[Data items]
- - -

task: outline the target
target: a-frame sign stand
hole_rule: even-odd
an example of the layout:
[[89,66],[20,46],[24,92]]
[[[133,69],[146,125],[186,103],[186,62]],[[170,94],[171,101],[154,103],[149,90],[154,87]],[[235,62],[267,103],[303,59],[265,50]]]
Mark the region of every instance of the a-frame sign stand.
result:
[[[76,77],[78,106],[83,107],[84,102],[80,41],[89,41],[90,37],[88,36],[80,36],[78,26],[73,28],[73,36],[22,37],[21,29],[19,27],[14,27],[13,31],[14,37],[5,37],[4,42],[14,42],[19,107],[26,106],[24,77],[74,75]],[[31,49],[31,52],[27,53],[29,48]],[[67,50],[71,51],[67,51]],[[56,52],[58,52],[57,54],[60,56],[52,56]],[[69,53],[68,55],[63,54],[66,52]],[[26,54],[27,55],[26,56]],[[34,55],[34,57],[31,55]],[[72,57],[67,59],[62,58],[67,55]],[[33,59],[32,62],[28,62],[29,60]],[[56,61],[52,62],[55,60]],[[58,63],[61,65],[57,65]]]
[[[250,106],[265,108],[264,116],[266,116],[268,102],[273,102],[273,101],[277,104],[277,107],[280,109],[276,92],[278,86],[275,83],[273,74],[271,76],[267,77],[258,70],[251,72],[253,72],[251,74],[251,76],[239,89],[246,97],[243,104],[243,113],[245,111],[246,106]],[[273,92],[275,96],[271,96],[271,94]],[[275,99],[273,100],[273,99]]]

- - -

* **Do this**:
Report how many of the lines above contain the string "stand", with case counting. Give only the number.

* **Solution to this exercise**:
2